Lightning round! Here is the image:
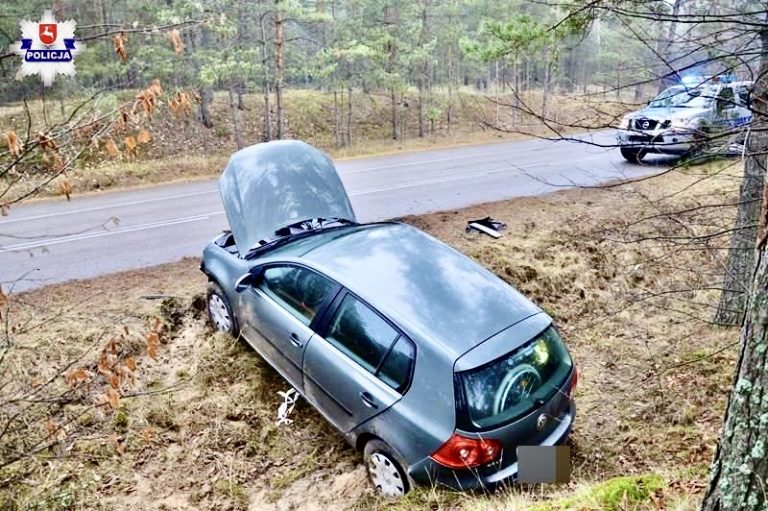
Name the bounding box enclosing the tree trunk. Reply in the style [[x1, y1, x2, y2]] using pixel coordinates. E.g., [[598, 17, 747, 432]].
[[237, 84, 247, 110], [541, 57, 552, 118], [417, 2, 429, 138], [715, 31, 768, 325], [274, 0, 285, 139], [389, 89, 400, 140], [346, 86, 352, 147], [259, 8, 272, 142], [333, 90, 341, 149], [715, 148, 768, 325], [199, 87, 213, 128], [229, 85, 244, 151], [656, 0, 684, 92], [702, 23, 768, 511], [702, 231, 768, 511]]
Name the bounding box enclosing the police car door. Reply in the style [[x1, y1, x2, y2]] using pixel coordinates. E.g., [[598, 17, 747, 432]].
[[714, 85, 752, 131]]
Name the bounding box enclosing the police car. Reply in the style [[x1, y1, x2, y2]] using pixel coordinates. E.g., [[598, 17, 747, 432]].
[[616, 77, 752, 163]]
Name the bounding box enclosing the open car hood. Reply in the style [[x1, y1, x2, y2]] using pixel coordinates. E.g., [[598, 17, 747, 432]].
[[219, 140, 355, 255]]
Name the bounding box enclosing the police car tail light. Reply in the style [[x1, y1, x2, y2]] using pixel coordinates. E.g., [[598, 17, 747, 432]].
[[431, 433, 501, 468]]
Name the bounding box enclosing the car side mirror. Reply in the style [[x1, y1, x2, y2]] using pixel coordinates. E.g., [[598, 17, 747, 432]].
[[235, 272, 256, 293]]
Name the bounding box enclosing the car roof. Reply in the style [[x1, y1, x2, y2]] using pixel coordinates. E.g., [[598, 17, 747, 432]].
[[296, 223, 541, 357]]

Objective -
Reproduce all of the entries above, substituting "bounding rectangle" for every occurrence of "bounding box" and leaving everything else unchanged. Omit the pictures from your reproduction.

Solution for this task -
Lightning round! Here is the image:
Name the bounding rectangle enclosing the tree trunk. Reply in the style [[x1, y1, x2, y2]] using pixel coordinates. E.g., [[598, 17, 747, 432]].
[[237, 84, 247, 110], [541, 57, 552, 118], [417, 2, 429, 138], [715, 31, 768, 325], [274, 0, 285, 139], [389, 89, 400, 140], [346, 86, 352, 147], [259, 8, 272, 142], [333, 90, 341, 149], [715, 148, 768, 325], [199, 87, 213, 128], [229, 85, 244, 151], [656, 0, 684, 92], [702, 23, 768, 511], [702, 231, 768, 511]]
Name the bounding rectangle enclosing the police car door. Reply in the style [[x1, y1, x2, y2]] using pixel coordinates. E.g., [[598, 17, 747, 432]].
[[714, 85, 752, 131]]
Name the bounding rectangle enclosing the police car. Reply in the style [[x1, y1, x2, y2]] using pixel coordinates. E.g., [[598, 17, 747, 432]].
[[616, 77, 752, 163]]
Name the bounding rectangle enclosing the open car hood. Reply in the style [[x1, y1, x2, y2]] using pixel coordinates. E.g., [[598, 17, 747, 432]].
[[219, 140, 355, 255]]
Name the bounding rectangle enclosing the police car tail light. Reply in the style [[x1, y1, x2, y2]] using pixel coordinates. E.g., [[598, 17, 747, 432]].
[[431, 433, 501, 468]]
Name the bounding rectangle enclosing the car side mirror. Reply in the style [[x1, y1, x2, y2]] using pixel coordinates. E.g., [[598, 17, 747, 432]].
[[235, 272, 256, 293]]
Name the bounding rectangle enclosing the car roof. Reply in the style [[x1, y1, x2, y2]] using pixel coordinates. E.g., [[598, 17, 747, 432]].
[[296, 223, 541, 357]]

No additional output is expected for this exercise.